- Instructions -
a) In the article about baritone Jubilant Sykes, how many recitals has he performed this year?
b) Rewrite the rows from the line with "Where can the dark" up to and including the line with "<point>535,361</point>", substituting "frame" for "shot" and leaving all else unchanged.

Advertisement

Singer’s Not Jubilant in Name Alone

Share via
SPECIAL TO THE TIMES

Just call him Jubilant.

After all, his recital four years ago at Ambassador Auditorium in Pasadena followed seven years of no recitals, and this year alone he’s performed 40. And that doesn’t include orchestral dates, such as a pair of Christmas concerts tonight and Saturday in Costa Mesa with the Pacific Symphony and the All-American Boys Chorus.

Besides, that’s what his mother called him.

“She named me that simply because she wanted me to be jubilant,” said baritone Jubilant Sykes, just off a plane from concerts in Sioux City, Iowa, in the door of his Venice Beach home, and on the phone for an interview earlier this week. “And when it comes to music, I am.”

Sykes’ career has spanned pop, gospel and classical music, with the decisive shift to classical coming with a first place in Metropolitan Opera regional auditions in Los Angeles and subsequent New York Met debut six years ago. He has since performed as a vocal soloist with orchestras under the direction of Lorin Maazel, Raymond Leppard and Cristoph Eschenbach, and often performs duo recitals with guitarist Christopher Parkening.

(Data items)

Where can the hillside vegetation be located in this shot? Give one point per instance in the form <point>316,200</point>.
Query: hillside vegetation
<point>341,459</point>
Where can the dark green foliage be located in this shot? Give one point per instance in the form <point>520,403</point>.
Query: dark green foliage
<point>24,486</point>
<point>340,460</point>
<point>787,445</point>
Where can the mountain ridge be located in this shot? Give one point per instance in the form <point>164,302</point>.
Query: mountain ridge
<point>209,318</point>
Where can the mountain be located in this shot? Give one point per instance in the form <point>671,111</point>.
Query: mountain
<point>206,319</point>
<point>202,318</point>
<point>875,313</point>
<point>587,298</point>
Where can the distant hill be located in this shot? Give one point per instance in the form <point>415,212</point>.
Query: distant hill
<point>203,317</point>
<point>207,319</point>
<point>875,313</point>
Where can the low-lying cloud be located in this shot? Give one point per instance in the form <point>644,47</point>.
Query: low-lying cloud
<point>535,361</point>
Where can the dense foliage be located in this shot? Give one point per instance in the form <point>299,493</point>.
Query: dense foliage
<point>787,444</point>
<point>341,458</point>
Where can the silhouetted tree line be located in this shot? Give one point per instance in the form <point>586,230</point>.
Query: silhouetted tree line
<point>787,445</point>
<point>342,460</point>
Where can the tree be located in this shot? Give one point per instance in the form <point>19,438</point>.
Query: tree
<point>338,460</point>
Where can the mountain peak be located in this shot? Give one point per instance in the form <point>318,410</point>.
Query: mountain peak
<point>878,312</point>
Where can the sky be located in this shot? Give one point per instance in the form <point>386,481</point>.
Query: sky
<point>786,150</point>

- Outputs in order -
a) He has performed 40 recitals this year.

b)
Where can the dark green foliage be located in this frame? Give one point per instance in the form <point>520,403</point>.
Query: dark green foliage
<point>24,486</point>
<point>340,460</point>
<point>787,445</point>
Where can the mountain ridge be located in this frame? Give one point per instance in the form <point>164,302</point>.
Query: mountain ridge
<point>209,318</point>
Where can the mountain be located in this frame? Give one point per instance in the form <point>671,111</point>.
Query: mountain
<point>206,319</point>
<point>202,318</point>
<point>875,313</point>
<point>587,298</point>
Where can the distant hill be located in this frame? Give one point per instance in the form <point>415,212</point>.
Query: distant hill
<point>203,317</point>
<point>207,319</point>
<point>875,313</point>
Where can the low-lying cloud be located in this frame? Give one point per instance in the form <point>644,47</point>.
Query: low-lying cloud
<point>535,361</point>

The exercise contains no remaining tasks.